• Задание 1:
Замените «консерватизм» на «традиционализм» во фрагменте интервью от «Музеям необходим консерватизм, уверен» до «писателя Александр Шолохов.» и приведите этот фрагмент целиком.
--------------------------------
Александр Шолохов: «Если музеи начнут развлекать, они станут парками аттракционов»

16 октября 2018

Музеям необходим консерватизм, уверен депутат Государственной думы Александр Шолохов. Не тот консерватизм, при котором коллекции не меняются годами и десятилетиями, а тот, который позволяет сохранять разумные подходы к внедрению современных интерактивных способов диалога с посетителями. Сейчас музеи находятся с мучительном поиске себя и своей миссии в современном мире: для чего они работают, зачем и на кого ориентироваться. И важно, следуя трендам, сохранить вектор на просвещение и воспитание людей. «Если человек, выходя из музея, хочет знать больше, значит, всё выстроено правильно», — уверен заместитель председателя Государственной думы по культуре, президент Российского комитета Международного союза музеев (ИКОМ России), экс-руководитель Государственного музея-заповедника М.А. Шолохова и внук писателя Александр Шолохов. 


— Александр Михайлович, давайте начнём с самого основного: что такое, с вашей точки зрения, «музей»?

— На самом деле, это вопрос, по поводу которого идёт очень активное обсуждение. В том числе, и в «большом»  ИКОМе — международной организации, ассоциированной с ЮНЕСКО. Сегодня миссия музея изменяется, он пытается соответствовать новым веяниям и новым временам. Но, тем не менее, для меня музей, прежде всего, — это просветительская единица. Совершенно очевидно, что основные функции музея — хранение, изучение и представление, — никуда не исчезают. Но для чего они нужны и на что направлены?
--------------------------------
• Задание 2:
Соберите из записей все строки, где встречается слово «shorts».

[Записи набора данных о расположении объектов]
--------------------------------
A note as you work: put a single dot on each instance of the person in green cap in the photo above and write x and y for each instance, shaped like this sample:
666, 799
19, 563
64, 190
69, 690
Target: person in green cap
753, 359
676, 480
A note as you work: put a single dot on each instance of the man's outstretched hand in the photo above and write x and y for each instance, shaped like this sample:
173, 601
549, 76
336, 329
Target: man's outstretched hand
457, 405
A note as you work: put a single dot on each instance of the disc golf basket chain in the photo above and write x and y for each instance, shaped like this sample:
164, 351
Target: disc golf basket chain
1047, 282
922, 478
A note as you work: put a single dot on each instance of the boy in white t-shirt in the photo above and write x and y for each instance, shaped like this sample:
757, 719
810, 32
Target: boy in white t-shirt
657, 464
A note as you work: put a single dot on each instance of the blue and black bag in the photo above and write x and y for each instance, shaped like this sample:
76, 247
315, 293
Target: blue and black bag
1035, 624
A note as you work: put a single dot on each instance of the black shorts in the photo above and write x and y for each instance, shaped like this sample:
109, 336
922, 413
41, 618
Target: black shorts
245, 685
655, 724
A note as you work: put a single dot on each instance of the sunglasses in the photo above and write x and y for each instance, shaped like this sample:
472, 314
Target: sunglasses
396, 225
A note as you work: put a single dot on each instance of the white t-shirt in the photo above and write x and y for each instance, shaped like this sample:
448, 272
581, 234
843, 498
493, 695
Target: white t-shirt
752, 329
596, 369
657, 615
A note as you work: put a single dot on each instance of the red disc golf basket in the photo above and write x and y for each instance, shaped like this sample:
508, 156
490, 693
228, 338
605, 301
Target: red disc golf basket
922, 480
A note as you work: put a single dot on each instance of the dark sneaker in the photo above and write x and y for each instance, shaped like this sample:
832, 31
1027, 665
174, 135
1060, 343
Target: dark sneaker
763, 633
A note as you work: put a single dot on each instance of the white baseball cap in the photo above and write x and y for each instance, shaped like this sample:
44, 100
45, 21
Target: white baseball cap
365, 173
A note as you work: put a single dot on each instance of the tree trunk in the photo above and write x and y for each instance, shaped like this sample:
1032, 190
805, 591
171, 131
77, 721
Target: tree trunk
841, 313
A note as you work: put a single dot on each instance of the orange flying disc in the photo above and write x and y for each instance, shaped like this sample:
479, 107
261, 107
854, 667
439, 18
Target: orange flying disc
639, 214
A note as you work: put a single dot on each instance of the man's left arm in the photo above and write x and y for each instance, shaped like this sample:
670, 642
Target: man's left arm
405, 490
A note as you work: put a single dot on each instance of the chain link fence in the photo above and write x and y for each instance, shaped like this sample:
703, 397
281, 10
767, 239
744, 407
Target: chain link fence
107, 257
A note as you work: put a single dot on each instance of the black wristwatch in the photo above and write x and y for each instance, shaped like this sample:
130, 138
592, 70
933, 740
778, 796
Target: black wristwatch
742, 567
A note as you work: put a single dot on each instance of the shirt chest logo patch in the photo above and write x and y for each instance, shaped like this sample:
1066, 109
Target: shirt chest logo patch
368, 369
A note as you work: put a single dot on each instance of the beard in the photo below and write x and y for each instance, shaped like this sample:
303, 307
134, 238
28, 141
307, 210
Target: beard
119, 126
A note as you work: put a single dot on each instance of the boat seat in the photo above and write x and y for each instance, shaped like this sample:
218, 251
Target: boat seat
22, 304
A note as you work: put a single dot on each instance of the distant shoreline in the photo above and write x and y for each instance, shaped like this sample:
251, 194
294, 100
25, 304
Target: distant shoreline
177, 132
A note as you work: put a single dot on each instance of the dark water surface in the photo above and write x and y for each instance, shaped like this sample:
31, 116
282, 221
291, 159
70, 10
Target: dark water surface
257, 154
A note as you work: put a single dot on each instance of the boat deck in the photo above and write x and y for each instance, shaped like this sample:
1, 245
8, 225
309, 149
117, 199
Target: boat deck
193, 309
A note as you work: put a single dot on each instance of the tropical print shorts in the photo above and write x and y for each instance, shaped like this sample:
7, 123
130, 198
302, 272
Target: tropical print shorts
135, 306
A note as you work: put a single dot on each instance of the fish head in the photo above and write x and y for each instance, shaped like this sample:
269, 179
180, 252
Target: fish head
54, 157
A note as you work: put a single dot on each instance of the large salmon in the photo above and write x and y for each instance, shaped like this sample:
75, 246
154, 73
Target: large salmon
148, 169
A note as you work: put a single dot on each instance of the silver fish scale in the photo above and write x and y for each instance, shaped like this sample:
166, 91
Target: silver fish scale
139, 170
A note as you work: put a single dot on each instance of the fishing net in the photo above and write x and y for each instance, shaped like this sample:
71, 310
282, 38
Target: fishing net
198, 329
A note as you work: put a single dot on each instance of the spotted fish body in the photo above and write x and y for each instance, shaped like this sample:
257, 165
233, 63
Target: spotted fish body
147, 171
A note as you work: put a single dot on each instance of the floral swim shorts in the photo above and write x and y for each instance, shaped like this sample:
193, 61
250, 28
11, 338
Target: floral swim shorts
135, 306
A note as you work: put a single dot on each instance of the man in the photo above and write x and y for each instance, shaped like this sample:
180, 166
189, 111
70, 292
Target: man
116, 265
--------------------------------
• Готовый ответ 1:
Музеям необходим традиционализм, уверен депутат Государственной думы Александр Шолохов. Не тот традиционализм, при котором коллекции не меняются годами и десятилетиями, а тот, который позволяет сохранять разумные подходы к внедрению современных интерактивных способов диалога с посетителями. Сейчас музеи находятся с мучительном поиске себя и своей миссии в современном мире: для чего они работают, зачем и на кого ориентироваться. И важно, следуя трендам, сохранить вектор на просвещение и воспитание людей. «Если человек, выходя из музея, хочет знать больше, значит, всё выстроено правильно», — уверен заместитель председателя Государственной думы по культуре, президент Российского комитета Международного союза музеев (ИКОМ России), экс-руководитель Государственного музея-заповедника М.А. Шолохова и внук писателя Александр Шолохов.

• Готовый ответ 2:
A note as you work: put a single dot on each instance of the black shorts in the photo above and write x and y for each instance, shaped like this sample:
Target: black shorts
A note as you work: put a single dot on each instance of the tropical print shorts in the photo above and write x and y for each instance, shaped like this sample:
Target: tropical print shorts
A note as you work: put a single dot on each instance of the floral swim shorts in the photo above and write x and y for each instance, shaped like this sample:
Target: floral swim shorts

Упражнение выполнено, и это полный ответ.